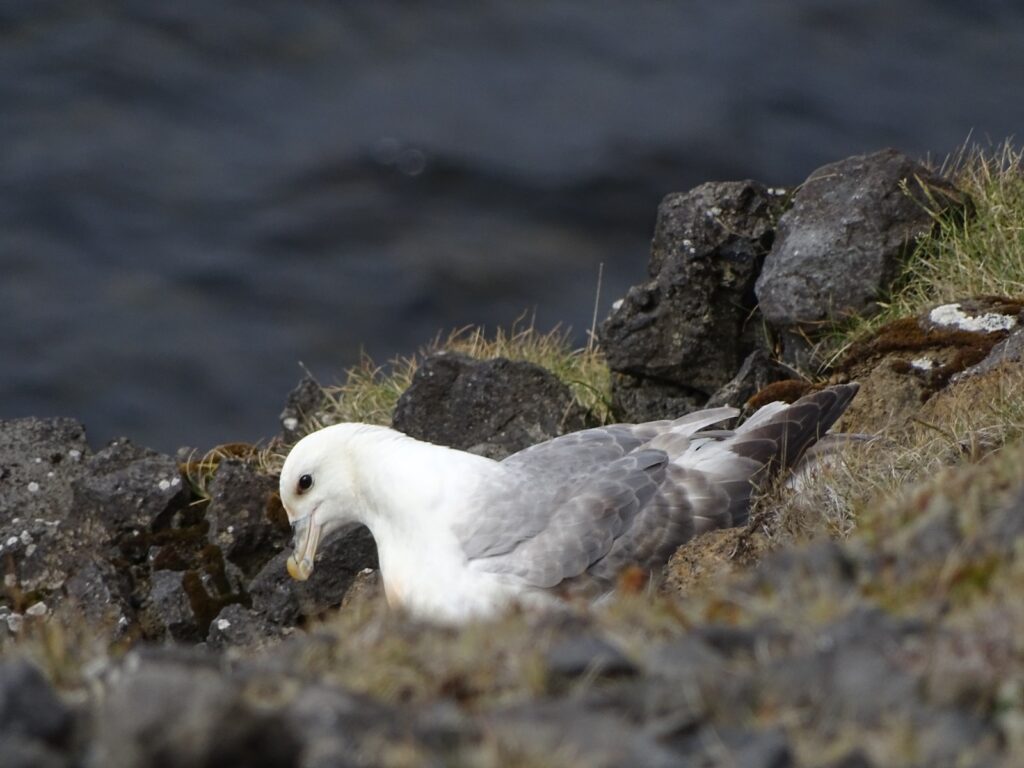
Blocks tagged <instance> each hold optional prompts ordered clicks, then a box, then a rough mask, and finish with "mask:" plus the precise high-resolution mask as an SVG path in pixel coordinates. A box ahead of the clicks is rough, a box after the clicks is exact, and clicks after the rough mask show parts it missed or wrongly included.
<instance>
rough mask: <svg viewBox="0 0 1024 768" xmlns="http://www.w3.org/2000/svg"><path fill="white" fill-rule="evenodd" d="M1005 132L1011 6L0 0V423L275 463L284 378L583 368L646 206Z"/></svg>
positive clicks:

□ □ □ □

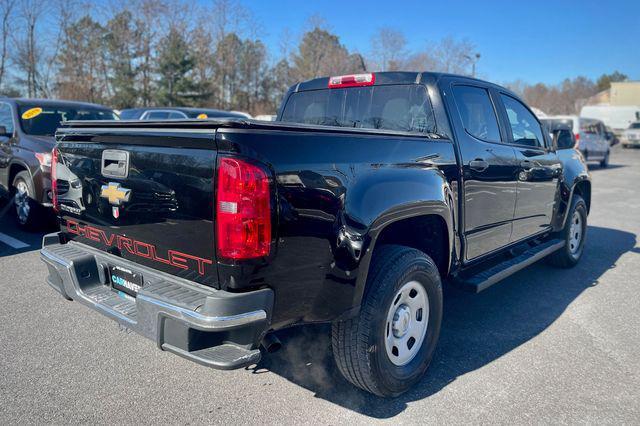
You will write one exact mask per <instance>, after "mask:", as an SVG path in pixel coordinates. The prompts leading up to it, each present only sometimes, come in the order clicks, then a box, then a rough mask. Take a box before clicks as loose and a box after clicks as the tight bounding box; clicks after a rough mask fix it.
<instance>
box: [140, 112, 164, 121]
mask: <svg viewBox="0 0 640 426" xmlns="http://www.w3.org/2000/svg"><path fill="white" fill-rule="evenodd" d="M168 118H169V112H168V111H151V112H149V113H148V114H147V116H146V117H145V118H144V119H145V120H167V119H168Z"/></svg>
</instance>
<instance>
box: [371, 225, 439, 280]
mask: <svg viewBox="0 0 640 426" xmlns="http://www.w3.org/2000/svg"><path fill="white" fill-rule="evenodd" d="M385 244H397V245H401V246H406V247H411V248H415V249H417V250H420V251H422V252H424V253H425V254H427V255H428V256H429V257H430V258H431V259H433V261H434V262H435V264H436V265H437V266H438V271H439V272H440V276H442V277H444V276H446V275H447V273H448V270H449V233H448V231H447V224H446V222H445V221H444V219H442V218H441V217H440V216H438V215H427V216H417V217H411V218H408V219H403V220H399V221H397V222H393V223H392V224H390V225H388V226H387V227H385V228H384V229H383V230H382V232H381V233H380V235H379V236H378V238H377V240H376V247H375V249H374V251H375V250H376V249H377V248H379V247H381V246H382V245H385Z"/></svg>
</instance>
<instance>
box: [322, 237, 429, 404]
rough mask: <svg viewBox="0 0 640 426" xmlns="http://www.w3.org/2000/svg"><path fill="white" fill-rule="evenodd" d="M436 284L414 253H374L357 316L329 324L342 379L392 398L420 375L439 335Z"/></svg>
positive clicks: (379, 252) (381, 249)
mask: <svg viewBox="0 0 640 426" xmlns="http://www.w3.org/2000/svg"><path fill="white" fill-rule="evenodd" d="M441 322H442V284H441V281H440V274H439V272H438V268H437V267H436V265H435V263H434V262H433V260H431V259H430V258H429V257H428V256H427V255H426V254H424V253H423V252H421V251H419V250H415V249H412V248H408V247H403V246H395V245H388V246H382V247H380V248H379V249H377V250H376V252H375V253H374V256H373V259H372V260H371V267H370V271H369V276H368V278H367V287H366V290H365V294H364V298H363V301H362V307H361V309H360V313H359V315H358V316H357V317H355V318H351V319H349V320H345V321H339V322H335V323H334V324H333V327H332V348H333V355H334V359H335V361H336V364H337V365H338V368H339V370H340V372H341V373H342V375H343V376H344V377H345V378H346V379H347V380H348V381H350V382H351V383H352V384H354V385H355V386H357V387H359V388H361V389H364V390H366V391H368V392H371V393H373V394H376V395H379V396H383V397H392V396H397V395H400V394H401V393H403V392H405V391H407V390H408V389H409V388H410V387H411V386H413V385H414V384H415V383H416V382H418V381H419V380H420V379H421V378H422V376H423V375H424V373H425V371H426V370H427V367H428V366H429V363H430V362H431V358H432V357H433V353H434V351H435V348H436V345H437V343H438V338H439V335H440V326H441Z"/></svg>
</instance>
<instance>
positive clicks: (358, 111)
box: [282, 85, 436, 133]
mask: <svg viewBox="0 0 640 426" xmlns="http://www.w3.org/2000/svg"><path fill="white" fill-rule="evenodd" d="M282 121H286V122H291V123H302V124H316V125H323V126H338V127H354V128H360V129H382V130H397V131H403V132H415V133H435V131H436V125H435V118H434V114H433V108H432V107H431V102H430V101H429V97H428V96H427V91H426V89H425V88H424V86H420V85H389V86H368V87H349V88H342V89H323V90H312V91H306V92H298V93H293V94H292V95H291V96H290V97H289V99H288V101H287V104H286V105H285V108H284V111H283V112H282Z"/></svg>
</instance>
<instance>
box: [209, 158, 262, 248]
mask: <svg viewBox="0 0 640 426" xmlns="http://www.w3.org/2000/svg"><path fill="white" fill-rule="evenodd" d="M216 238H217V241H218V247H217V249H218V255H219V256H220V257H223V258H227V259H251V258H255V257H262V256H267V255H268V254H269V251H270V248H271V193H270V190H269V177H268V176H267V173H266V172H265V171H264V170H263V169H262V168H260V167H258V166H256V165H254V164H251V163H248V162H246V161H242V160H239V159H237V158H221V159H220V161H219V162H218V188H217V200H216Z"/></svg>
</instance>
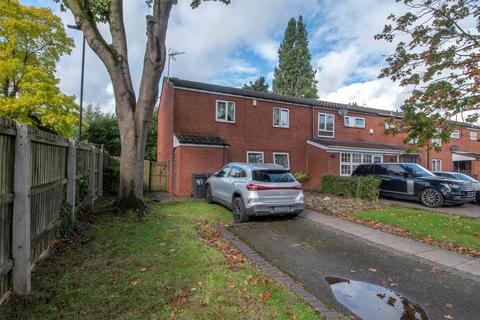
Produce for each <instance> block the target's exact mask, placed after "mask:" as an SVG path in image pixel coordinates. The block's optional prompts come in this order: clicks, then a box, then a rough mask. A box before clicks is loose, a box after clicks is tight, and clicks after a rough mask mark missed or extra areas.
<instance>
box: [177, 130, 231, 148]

□ □ □ □

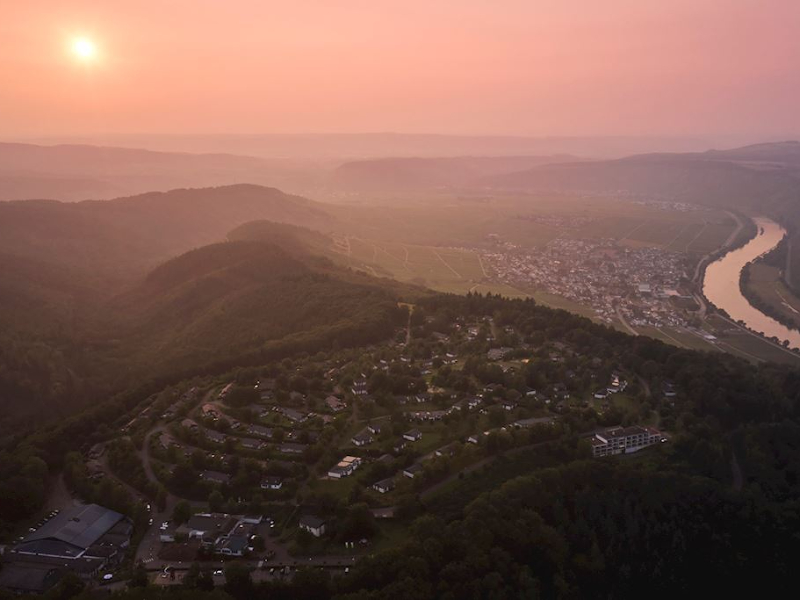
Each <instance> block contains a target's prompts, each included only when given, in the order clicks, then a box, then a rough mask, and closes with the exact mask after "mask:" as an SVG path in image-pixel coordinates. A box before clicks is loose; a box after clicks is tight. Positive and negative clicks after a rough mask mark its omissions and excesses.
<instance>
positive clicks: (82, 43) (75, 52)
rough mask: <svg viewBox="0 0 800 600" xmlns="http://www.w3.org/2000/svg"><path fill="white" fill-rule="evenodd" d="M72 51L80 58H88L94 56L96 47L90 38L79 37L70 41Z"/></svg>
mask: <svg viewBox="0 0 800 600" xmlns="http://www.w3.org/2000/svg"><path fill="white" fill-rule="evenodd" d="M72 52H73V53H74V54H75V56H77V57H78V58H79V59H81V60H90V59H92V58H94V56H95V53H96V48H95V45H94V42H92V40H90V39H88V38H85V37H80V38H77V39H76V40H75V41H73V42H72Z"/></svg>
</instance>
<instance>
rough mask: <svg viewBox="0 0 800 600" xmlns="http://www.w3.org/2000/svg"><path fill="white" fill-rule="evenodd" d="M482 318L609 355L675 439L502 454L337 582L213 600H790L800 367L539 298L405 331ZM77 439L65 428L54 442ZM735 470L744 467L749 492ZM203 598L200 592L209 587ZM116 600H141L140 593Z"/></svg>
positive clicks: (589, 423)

□ □ □ □

- **What to work on**
Repeat, word for word, the lines above between the line holding "box: [140, 112, 164, 121]" and the line holding "284L414 253H374L357 316L329", inclusive; omit everything else.

- **Reply to the task**
box: [140, 112, 164, 121]
mask: <svg viewBox="0 0 640 426" xmlns="http://www.w3.org/2000/svg"><path fill="white" fill-rule="evenodd" d="M168 118H169V112H168V111H151V112H149V113H148V114H147V116H146V117H145V118H144V119H145V120H167V119H168Z"/></svg>
</instance>
<instance>
box: [371, 225, 439, 280]
mask: <svg viewBox="0 0 640 426" xmlns="http://www.w3.org/2000/svg"><path fill="white" fill-rule="evenodd" d="M385 244H397V245H401V246H406V247H411V248H415V249H417V250H420V251H422V252H424V253H425V254H427V255H428V256H429V257H430V258H431V259H433V261H434V262H435V264H436V265H437V266H438V271H439V272H440V276H442V277H444V276H446V275H447V273H448V270H449V233H448V231H447V224H446V222H445V221H444V219H442V218H441V217H440V216H438V215H427V216H417V217H411V218H408V219H403V220H399V221H397V222H393V223H392V224H390V225H388V226H387V227H385V228H384V229H383V230H382V232H381V233H380V235H379V236H378V238H377V240H376V247H375V249H374V251H375V250H376V249H377V248H379V247H381V246H382V245H385Z"/></svg>
</instance>
<instance>
box: [322, 237, 429, 404]
rough mask: <svg viewBox="0 0 640 426" xmlns="http://www.w3.org/2000/svg"><path fill="white" fill-rule="evenodd" d="M436 284L414 253H374L357 316L329 324L342 379L392 398L420 375L439 335Z"/></svg>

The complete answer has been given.